• **TRECHO PARA LEITURA**:
▼

Começo: futebol, defuntos e redinhas
Desde garoto, eu tinha essa tendência para jogar futebol, eu me destacava entre os garotinhos com 8, 9 anos.
Chamava muito a atenção. Eu conduzia sempre a bola com o pé esquerdo. O pessoal dizia: “Esse menino é capaz de ser jogador de bola”. Eu não era de rodar pião, de empinar papagaio. O meu esporte mesmo era o futebol. Não digo que fui um mau aluno na escola, consegui me formar no curso secundário, mas já estava jogando nos amadores do Santos, no qual comecei em 1951. Fui fazer um teste no infantil do Santos, eu morava em São Vicente, me destacava e me levaram para treinar lá. Logo no primeiro treino, eu fiz um gol e agradei o treinador – uma figura que trabalhava na Casa Rosário, uma funerária. Ele misturava o trabalho de técnico do Santos e motorista do carro que levava os defuntos. Para dar o treino do time, às vezes ele deixava o defunto esperando na porta da Vila Belmiro, dirigia o treino e depois levava o defunto embora.
Eu tinha uma vasta cabeleira e treinava com um boné; punha o boné com a aba para trás e, quando corria, para não deixar o boné cair, eu o tirava e o levava na mão. O treinador me falava: “Você com essa cabeleira, com esse boné, como vai jogar uma partida de futebol? Vai nas Lojas Americanas e compra uma redinha, é baratinho”. Eu comprei e passei a usar a tal redinha.
O ex-jogador de futebol José Macia, o Pepe, esteve presente na reunião de pauta do Conselho Editorial da Revista E em 18 de julho de 2008
Toque desleal
Havia 44 jogadores convocados [para a seleção brasileira de 1958, campeã da Copa do Mundo daquele ano].

▲

• **LINHAS LISTADAS**:

▼

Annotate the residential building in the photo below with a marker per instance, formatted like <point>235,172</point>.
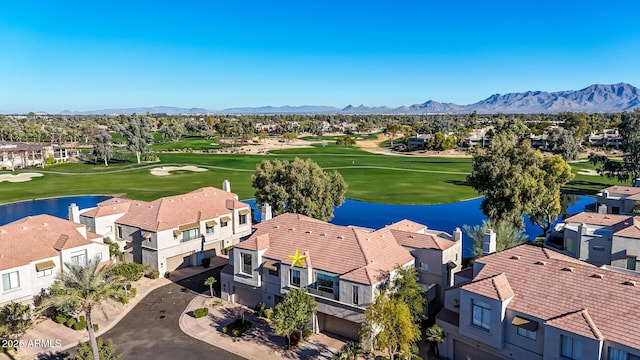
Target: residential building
<point>33,250</point>
<point>599,239</point>
<point>617,199</point>
<point>173,231</point>
<point>529,302</point>
<point>344,266</point>
<point>19,155</point>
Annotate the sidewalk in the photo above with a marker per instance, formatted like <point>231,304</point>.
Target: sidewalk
<point>258,343</point>
<point>49,337</point>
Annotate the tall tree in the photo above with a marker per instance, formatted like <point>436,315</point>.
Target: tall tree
<point>630,142</point>
<point>88,286</point>
<point>138,133</point>
<point>556,173</point>
<point>299,186</point>
<point>389,327</point>
<point>102,146</point>
<point>293,313</point>
<point>507,236</point>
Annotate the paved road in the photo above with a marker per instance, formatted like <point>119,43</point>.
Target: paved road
<point>151,330</point>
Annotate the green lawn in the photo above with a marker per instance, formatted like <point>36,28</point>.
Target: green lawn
<point>371,177</point>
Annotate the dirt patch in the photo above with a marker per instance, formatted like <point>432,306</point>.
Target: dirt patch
<point>22,177</point>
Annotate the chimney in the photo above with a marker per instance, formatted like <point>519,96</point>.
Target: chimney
<point>489,243</point>
<point>602,209</point>
<point>457,235</point>
<point>226,185</point>
<point>265,214</point>
<point>74,213</point>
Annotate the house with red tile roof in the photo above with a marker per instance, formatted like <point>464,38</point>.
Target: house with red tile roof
<point>529,302</point>
<point>33,250</point>
<point>599,239</point>
<point>617,199</point>
<point>342,268</point>
<point>174,231</point>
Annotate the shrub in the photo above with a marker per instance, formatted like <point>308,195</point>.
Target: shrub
<point>259,309</point>
<point>200,312</point>
<point>268,313</point>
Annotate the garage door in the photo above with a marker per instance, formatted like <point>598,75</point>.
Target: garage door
<point>246,297</point>
<point>462,351</point>
<point>177,262</point>
<point>339,326</point>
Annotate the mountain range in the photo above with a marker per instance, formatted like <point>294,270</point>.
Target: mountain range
<point>595,98</point>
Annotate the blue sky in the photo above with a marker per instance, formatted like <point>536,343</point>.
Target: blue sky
<point>82,55</point>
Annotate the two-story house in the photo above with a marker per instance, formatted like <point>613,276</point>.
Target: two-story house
<point>173,231</point>
<point>344,266</point>
<point>599,239</point>
<point>33,250</point>
<point>617,199</point>
<point>529,302</point>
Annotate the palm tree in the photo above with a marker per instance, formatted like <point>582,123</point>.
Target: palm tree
<point>435,335</point>
<point>210,281</point>
<point>89,286</point>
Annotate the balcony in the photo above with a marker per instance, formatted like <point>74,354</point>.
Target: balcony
<point>322,292</point>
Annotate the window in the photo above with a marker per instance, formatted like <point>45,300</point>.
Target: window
<point>10,281</point>
<point>424,267</point>
<point>481,315</point>
<point>324,282</point>
<point>615,354</point>
<point>79,257</point>
<point>247,267</point>
<point>189,234</point>
<point>294,277</point>
<point>526,333</point>
<point>45,272</point>
<point>570,348</point>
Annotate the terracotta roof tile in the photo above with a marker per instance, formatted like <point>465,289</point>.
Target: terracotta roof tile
<point>544,290</point>
<point>37,237</point>
<point>354,254</point>
<point>578,322</point>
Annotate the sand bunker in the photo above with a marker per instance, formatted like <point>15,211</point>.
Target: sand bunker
<point>22,177</point>
<point>166,170</point>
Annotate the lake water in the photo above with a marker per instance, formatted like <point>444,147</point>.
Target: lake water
<point>444,217</point>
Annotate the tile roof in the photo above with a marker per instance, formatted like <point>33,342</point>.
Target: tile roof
<point>407,225</point>
<point>619,190</point>
<point>548,285</point>
<point>596,219</point>
<point>496,287</point>
<point>38,237</point>
<point>171,211</point>
<point>356,255</point>
<point>578,322</point>
<point>421,241</point>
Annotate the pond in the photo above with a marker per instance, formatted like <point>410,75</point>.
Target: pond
<point>444,217</point>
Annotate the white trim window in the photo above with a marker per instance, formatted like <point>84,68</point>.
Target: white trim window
<point>246,263</point>
<point>79,257</point>
<point>481,314</point>
<point>10,281</point>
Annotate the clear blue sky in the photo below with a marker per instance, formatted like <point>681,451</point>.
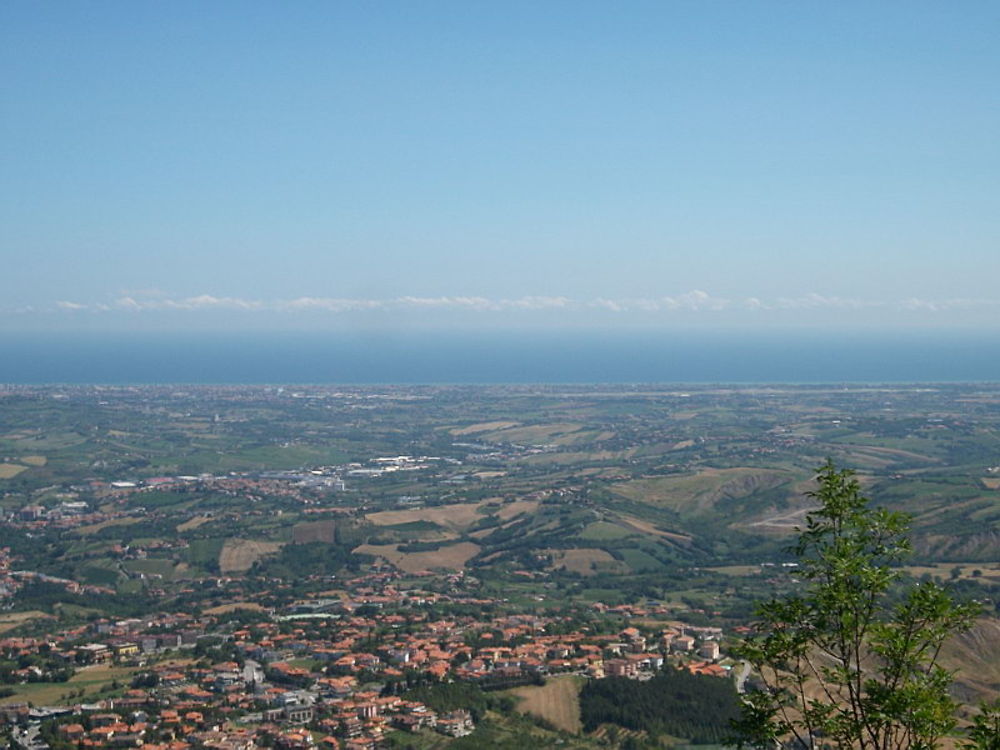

▲

• **INSTRUÇÕES DAS TAREFAS**:
a - No trecho sobre o começo no futebol, onde trabalhava o treinador do infantil do Santos?
b - Reproduza do trecho a parte que vai de "Eu tinha uma" até "a tal redinha.", incluindo as duas.

• **RESULTADOS**:
a - Na Casa Rosário, uma funerária.

b -
Eu tinha uma vasta cabeleira e treinava com um boné; punha o boné com a aba para trás e, quando corria, para não deixar o boné cair, eu o tirava e o levava na mão. O treinador me falava: “Você com essa cabeleira, com esse boné, como vai jogar uma partida de futebol? Vai nas Lojas Americanas e compra uma redinha, é baratinho”. Eu comprei e passei a usar a tal redinha.